(Coordinate annotation entries)
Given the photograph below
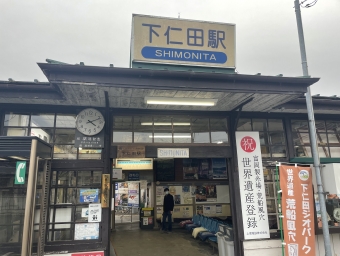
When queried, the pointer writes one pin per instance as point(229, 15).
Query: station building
point(115, 137)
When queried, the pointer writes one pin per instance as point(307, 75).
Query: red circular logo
point(248, 144)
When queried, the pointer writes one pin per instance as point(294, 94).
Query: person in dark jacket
point(168, 207)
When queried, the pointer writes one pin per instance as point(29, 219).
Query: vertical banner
point(20, 172)
point(252, 189)
point(105, 197)
point(298, 210)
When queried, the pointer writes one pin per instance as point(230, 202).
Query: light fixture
point(180, 101)
point(18, 158)
point(178, 124)
point(170, 136)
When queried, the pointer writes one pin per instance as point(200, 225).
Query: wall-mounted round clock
point(336, 214)
point(90, 122)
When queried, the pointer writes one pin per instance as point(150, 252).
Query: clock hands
point(88, 121)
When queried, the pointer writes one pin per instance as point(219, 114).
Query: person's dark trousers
point(167, 215)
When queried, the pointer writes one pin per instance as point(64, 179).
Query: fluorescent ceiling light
point(179, 124)
point(170, 136)
point(18, 158)
point(180, 101)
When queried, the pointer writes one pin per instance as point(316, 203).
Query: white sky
point(97, 32)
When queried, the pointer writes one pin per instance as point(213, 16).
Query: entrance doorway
point(127, 202)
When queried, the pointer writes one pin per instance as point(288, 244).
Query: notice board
point(165, 170)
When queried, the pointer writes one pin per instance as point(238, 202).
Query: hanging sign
point(252, 189)
point(297, 209)
point(105, 195)
point(135, 164)
point(117, 173)
point(88, 195)
point(20, 172)
point(182, 42)
point(172, 152)
point(131, 151)
point(133, 176)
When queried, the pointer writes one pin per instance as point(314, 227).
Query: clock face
point(336, 214)
point(90, 122)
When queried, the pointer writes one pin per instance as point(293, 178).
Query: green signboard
point(20, 172)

- **STATED EXERCISE**: Can you convert everything from the start of the entries above down to the line containing "point(248, 144)" into a Markdown table with columns "Row" and "Line", one non-blank line per row and the pictures left out?

- **EXPECTED ANSWER**:
| Row | Line |
|---|---|
| 1 | Given the photograph below |
| 2 | When queried, the pointer writes one pin per instance as point(229, 15). |
| 3 | Query: station building |
| 4 | point(115, 137) |
| 5 | When queried, the pointer writes one pin per instance as point(307, 75). |
| 6 | Query: red circular logo |
| 7 | point(248, 144) |